==== Extract to read ====
And I think about, how do I want to model this? Or how do I want to take these nuggets and bring them into the way I live and the way I behave? So, for example, I’m reaching into my backpack right now, and the book I’m currently reading is Anam Cara, A-N-A-M C-A-R-A. It’s a book of Celtic wisdom by John O’Donohue. And it’s just this lovely book on friendship and love.

And I find that if I get up and I immediately start my day, even before I work out or do anything, I read something that is really well-written by someone that’s very smart, and then I think about how I want to use that or incorporate that into my life. To me, it’s a great way to start the day, and I do it every day. Even if I read for 20 minutes, it’s become a practice of mine.

Pete Mockaitis
Beautiful. Thank you. And is there a particular nugget that you share, either in the classroom or when you’re coaching folks, that really seems to connect and resonate, and folks sort of quote it back to you, or they spread it far and wide?

Carter Cast
Yeah, there is actually, and it’s going to sound…I hope it doesn’t come off wrong. But I say often, in the last lecture I give in my class at Kellogg, don’t worry about what people think of you because they’re not thinking of you. They’re the protagonist in their own play, and they’re worried about their own lives. And if you realize that they’re not obsessed with how you’re behaving, that actually is empowering. It gives you freedom to do what you want to do with your life or your career instead of doing what you think others want you to do.
====
Problem statement ->
In the interview excerpt, what advice does Carter Cast say he often gives in the last lecture of his class at Kellogg? The items have nothing to do with the interview excerpt.
==== Exercise data ====
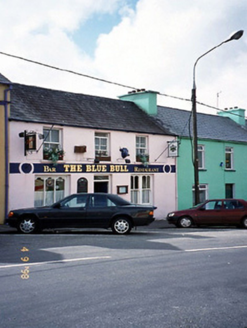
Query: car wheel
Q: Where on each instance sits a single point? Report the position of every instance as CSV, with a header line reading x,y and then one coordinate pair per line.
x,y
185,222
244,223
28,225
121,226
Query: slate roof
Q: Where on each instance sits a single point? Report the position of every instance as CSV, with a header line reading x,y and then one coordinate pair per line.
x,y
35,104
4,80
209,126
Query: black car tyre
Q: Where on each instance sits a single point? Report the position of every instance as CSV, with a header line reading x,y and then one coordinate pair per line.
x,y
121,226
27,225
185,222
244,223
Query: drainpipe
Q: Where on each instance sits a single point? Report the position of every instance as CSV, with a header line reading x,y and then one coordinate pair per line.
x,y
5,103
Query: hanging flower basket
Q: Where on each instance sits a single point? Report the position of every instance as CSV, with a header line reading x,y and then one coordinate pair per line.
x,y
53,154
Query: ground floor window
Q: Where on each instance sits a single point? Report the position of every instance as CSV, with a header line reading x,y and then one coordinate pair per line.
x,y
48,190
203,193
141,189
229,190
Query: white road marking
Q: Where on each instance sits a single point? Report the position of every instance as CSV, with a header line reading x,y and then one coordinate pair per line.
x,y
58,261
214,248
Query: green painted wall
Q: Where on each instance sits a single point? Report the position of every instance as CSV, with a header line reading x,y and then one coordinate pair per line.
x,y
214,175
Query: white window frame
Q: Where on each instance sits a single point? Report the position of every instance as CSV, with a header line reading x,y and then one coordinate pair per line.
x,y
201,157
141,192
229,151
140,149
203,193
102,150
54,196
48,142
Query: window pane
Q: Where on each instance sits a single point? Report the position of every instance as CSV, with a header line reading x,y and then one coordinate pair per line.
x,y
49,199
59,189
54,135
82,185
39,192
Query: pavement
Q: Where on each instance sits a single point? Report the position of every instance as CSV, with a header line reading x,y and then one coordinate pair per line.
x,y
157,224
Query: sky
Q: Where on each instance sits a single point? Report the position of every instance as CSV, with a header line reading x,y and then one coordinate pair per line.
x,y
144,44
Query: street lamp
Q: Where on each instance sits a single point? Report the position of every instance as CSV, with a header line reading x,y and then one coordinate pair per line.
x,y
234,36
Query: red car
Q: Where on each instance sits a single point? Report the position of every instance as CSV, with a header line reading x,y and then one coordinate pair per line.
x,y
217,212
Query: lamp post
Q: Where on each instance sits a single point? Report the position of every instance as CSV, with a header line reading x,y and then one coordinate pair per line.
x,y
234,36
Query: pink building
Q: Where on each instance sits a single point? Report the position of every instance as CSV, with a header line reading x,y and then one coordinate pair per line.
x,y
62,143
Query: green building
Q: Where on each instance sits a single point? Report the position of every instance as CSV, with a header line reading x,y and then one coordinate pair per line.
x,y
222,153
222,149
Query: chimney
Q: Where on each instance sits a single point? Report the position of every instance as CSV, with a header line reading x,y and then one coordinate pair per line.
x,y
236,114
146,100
====
Output for this exercise ->
Don't worry about what people think of you because they're not thinking of you.